Article:
- - - - - - -

# my eldar apocalypse force



## Rag D Mezzegis (Jul 22, 2009)

hello. it has been a while since i posted something here...
So to renew my posting habit. here are some of my apocalypse forces..
for more eldar pictures go to my blog on another site 
http://www.gwhobby.net/forum/index.php?topic=3673.0





































































just a few foto's..
comments are welcome


----------



## HorusReborn (Nov 19, 2008)

wow, a Forge World fan for sure! Looks menacing man!


----------



## piemaster (Oct 9, 2009)

Well, that is a lot of FW fo sho. A nicely painted army. I like the Avatar and the blue worls quite well. How many points you runnin'?


----------



## Rag D Mezzegis (Jul 22, 2009)

about 10.000 points painted eldar.. 1000 unpainted.


----------



## scubamansam (Aug 15, 2009)

10k PAINTED!!!!!!!!!!!!!!!!!!!!!!!!
i think you may be my new hero


----------



## shaantitus (Aug 3, 2009)

Holy shit. THat is a crapload of stuff to have painted. Nice work.


----------



## WarlordKaptainGrishnak (Dec 23, 2008)

Very impressive I must say. +rep fo show. like to see more of that 1k you have left soon, keep it up :good:

Grish


----------



## Rag D Mezzegis (Jul 22, 2009)

i am playing another apocalypse battle tomorrow, and since i had to unpack my army, i made a picture.

guessing on the picture is about 9000 points.

u can really see the size difference between the phantom and the revenant 










i have the tribal lines on every skimmer now (the picture in the first post were all wip, but i did not have a picture of them complete.. )









for the entire picture collection(not a blog) can always look at the photobucket account.
name is Ragdmezzegis


----------



## bitsandkits (Mar 18, 2008)

now that is a serious amount of eldar +rep for awesomeness


----------



## Tossidin (Dec 10, 2008)

Wow awesome! :shok:


----------



## Barnster (Feb 11, 2010)

Yellow so much yellow. 

How did you get a good mix?


----------



## jams (Sep 19, 2009)

fuck me! that is a bucketload of superheavy goodness. i love the void spinner conversion too. where did you get the 2nd scorpion turret from?

+Rep for you sir!


----------



## Rag D Mezzegis (Jul 22, 2009)

Yellow color = first good basecoat white, then sunburst yellow and a wash of grephonne = finished... quite eazy.


the turret = well.. the scorpion turret that came with the model was broken so i called forgeworld and they replaced it. Then i fixed the first one while converting it to the voidspinner turret. so now i can opt a voidspinner or scorpion

btw thx u all for the bucketloads of rep


----------



## Razagel (Aug 24, 2008)

Seen them in real life couple of times but the group photo still amazes me !!
Looking forward to next Apocalypse battle !!!!


----------



## Horacus (Oct 5, 2009)

This is epic man. And in yellow...you're my hero.


----------



## The Sullen One (Nov 9, 2008)

Great models there mate.


----------



## Arbite (Jan 1, 2010)

- - - - - - -

Information supplied:
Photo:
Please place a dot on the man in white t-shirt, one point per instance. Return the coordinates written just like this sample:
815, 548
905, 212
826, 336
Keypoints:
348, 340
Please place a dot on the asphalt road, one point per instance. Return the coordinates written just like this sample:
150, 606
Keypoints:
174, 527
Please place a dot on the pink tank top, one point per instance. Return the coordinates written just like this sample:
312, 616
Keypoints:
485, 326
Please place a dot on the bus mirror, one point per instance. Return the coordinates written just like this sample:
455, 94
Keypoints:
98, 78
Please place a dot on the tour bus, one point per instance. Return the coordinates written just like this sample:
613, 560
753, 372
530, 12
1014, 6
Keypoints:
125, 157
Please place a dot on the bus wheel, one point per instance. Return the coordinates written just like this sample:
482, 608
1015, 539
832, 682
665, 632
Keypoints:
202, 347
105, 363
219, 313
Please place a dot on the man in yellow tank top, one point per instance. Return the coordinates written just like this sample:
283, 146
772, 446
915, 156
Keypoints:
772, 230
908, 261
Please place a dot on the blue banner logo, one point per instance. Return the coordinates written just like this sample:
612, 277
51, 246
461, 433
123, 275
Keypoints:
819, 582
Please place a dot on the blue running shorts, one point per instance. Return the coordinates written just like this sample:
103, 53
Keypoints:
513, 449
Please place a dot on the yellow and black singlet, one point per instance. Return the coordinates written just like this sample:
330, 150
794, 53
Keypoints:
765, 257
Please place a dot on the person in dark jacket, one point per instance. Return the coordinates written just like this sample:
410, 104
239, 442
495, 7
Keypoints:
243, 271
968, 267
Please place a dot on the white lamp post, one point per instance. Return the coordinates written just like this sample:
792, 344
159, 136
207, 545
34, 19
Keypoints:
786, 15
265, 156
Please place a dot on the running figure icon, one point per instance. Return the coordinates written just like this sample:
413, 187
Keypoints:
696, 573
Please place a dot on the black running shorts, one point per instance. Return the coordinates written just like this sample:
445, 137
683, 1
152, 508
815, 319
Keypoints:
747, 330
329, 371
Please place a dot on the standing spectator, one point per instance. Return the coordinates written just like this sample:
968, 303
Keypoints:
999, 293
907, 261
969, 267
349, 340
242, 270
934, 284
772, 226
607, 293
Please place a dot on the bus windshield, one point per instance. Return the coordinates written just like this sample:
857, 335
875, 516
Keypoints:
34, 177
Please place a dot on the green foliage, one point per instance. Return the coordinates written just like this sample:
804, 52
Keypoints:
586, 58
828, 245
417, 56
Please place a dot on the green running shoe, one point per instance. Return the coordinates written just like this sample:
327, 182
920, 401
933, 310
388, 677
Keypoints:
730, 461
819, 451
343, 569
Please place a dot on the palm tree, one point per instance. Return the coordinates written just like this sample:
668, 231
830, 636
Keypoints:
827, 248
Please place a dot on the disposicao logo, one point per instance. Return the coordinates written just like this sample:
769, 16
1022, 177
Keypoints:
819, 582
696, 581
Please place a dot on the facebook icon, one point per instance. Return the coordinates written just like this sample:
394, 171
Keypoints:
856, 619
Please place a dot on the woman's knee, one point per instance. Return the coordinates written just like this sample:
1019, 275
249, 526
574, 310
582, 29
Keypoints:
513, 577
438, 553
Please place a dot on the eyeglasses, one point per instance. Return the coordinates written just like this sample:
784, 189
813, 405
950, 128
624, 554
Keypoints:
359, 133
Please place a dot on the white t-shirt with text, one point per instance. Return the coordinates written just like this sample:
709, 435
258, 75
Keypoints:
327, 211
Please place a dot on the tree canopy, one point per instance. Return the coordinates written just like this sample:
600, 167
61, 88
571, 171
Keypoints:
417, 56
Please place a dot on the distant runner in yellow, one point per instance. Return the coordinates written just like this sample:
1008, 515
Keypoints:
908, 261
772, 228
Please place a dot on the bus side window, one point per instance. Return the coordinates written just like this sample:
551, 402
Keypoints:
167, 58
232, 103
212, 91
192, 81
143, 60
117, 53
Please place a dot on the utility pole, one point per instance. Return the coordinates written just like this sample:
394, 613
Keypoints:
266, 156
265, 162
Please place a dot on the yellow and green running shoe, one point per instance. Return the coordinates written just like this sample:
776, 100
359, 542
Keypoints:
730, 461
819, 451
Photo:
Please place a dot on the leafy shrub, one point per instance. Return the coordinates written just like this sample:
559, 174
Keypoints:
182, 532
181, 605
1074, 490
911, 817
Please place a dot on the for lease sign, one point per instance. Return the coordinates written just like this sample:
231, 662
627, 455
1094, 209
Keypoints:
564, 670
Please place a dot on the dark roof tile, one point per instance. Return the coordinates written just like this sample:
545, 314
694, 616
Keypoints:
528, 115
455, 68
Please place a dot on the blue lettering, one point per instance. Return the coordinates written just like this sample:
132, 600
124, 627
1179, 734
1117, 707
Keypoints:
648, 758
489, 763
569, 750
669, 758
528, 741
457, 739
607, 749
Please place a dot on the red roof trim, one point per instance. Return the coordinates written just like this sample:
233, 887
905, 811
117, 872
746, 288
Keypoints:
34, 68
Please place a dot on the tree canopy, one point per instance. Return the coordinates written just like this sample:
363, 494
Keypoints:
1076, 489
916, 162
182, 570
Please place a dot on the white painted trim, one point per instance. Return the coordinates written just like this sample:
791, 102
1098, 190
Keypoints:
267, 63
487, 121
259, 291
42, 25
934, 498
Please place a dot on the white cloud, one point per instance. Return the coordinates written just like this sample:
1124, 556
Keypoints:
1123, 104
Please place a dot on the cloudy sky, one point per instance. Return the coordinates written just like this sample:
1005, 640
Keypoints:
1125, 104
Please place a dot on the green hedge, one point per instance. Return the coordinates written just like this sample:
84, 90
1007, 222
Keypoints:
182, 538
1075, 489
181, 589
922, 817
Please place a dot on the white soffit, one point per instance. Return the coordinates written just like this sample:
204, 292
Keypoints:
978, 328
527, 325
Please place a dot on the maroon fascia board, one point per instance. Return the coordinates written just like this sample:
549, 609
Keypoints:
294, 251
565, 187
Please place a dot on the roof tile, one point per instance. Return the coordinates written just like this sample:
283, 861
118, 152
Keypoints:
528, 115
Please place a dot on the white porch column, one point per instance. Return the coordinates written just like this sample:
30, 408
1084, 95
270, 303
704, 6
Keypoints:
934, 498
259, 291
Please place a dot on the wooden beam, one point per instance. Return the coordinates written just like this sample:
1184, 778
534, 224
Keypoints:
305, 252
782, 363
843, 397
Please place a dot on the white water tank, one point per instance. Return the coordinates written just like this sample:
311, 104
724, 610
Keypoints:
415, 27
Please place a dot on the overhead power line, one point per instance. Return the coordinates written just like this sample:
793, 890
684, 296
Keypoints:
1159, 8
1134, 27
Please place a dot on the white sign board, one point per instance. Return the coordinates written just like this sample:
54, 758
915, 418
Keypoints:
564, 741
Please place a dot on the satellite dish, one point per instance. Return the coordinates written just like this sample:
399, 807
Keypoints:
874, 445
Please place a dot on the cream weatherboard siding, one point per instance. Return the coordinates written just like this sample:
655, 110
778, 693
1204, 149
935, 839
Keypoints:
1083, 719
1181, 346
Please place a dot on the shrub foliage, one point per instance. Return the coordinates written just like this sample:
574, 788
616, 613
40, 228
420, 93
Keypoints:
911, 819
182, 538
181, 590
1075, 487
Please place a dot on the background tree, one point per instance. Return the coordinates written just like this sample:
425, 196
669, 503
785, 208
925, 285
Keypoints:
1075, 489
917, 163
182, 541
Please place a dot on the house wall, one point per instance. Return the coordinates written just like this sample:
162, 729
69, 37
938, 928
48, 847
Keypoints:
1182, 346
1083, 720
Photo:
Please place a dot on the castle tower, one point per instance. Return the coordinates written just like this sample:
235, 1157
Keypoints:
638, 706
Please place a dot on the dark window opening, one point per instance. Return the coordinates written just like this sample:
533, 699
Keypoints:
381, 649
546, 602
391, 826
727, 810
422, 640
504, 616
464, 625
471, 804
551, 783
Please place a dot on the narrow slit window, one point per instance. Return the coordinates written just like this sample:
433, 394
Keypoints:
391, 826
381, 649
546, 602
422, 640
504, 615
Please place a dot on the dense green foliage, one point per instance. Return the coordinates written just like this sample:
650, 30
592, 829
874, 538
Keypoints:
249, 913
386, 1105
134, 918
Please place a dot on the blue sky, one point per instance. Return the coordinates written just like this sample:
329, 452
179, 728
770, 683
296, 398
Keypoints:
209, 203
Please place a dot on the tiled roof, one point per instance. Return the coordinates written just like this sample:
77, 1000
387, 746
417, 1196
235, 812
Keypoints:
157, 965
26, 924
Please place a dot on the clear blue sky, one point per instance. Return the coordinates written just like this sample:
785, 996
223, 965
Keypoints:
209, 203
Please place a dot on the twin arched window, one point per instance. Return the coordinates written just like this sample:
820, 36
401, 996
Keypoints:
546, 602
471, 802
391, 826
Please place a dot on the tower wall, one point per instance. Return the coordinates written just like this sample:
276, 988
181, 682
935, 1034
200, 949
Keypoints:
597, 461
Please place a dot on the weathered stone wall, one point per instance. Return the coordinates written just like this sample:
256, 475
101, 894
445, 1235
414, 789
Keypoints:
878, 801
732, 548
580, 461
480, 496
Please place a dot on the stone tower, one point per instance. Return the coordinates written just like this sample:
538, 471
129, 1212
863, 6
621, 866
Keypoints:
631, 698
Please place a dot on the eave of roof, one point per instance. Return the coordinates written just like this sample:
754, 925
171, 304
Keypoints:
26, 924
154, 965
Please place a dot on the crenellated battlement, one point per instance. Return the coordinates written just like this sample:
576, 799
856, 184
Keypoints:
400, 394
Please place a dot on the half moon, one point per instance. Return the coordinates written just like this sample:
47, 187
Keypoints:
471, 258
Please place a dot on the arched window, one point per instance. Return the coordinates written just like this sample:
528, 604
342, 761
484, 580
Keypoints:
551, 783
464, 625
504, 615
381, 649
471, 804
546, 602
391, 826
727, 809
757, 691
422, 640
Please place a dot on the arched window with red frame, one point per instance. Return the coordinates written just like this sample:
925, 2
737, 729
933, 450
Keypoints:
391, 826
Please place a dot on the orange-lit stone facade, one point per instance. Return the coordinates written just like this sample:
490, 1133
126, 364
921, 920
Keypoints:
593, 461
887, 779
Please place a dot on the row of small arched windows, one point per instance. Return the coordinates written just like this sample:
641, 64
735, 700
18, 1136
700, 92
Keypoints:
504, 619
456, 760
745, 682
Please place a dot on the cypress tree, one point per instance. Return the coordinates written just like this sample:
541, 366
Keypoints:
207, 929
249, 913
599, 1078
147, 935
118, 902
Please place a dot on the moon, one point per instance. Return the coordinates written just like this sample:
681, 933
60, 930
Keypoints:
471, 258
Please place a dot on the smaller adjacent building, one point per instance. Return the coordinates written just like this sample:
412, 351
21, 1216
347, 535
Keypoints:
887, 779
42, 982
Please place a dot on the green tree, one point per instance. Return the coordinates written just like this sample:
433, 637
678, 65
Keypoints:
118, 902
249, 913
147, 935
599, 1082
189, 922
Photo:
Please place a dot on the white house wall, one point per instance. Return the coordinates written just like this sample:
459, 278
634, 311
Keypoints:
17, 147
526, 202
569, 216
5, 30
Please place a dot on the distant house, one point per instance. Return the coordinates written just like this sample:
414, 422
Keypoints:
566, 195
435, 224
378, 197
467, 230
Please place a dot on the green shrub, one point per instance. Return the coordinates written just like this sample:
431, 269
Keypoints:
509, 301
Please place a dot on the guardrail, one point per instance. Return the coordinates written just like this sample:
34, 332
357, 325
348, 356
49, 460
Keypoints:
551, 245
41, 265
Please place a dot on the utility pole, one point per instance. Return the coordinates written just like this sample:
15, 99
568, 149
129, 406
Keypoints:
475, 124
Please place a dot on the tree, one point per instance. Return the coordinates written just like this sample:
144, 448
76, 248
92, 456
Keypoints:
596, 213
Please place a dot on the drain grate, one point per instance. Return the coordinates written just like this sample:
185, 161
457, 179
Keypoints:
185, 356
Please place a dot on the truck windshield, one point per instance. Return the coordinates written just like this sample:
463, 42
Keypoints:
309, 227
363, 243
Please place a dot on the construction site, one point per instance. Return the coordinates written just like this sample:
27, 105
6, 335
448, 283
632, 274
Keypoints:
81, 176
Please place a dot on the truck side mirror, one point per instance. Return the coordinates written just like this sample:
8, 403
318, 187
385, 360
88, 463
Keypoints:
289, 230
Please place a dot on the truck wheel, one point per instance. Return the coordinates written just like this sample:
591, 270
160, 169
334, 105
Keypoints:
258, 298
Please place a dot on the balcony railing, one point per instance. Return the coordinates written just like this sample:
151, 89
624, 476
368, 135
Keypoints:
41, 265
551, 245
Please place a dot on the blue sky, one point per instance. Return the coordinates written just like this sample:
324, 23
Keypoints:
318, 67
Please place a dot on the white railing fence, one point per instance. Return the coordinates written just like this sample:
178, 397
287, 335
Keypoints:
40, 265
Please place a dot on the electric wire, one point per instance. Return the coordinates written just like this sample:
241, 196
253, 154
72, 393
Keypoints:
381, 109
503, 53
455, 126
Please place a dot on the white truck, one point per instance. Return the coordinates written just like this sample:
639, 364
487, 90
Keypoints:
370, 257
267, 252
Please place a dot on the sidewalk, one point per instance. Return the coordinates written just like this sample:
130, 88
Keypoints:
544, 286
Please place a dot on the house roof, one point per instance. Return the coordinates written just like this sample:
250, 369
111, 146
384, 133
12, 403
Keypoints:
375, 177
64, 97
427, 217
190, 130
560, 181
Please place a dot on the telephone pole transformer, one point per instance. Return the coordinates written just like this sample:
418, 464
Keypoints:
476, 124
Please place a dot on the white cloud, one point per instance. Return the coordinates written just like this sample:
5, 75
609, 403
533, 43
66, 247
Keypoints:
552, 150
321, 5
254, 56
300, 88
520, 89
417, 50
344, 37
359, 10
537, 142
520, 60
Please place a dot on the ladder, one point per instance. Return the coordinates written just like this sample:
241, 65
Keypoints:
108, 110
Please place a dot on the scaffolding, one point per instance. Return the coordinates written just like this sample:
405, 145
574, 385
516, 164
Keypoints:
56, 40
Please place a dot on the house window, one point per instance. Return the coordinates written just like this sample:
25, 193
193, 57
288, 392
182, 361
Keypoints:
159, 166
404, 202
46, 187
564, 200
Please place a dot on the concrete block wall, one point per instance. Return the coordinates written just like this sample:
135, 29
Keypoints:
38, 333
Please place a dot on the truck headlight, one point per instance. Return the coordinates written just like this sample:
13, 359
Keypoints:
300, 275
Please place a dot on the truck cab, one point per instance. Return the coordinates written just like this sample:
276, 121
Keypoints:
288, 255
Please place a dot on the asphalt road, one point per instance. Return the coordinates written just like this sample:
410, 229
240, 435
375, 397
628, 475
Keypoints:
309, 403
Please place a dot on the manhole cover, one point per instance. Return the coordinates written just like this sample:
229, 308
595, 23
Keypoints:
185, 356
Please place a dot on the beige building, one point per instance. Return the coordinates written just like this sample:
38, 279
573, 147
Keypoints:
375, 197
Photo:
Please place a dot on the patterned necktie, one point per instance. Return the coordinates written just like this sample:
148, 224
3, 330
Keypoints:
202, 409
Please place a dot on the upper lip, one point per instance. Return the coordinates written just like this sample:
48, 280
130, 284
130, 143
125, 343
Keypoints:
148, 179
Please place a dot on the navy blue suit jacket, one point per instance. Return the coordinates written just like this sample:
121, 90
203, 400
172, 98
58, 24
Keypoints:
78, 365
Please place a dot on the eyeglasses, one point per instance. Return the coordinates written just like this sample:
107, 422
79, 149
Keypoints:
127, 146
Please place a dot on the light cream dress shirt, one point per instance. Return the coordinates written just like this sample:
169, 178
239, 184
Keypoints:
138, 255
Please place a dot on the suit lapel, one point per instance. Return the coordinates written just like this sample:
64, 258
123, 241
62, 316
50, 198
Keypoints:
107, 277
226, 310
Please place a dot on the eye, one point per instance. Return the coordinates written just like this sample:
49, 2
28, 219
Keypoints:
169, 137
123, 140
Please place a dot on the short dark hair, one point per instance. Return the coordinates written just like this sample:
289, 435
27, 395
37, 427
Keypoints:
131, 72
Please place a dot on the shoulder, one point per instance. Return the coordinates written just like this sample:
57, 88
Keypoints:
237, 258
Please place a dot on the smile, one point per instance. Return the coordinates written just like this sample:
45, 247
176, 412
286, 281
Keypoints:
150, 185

- - - - - - -

Exercise brief:
Set down the Eldar army thread's wording between "## jams (Sep" and "scorpion turret from?", inclusive. The records aren't needed for this.

Task response:
## jams (Sep 19, 2009)

fuck me! that is a bucketload of superheavy goodness. i love the void spinner conversion too. where did you get the 2nd scorpion turret from?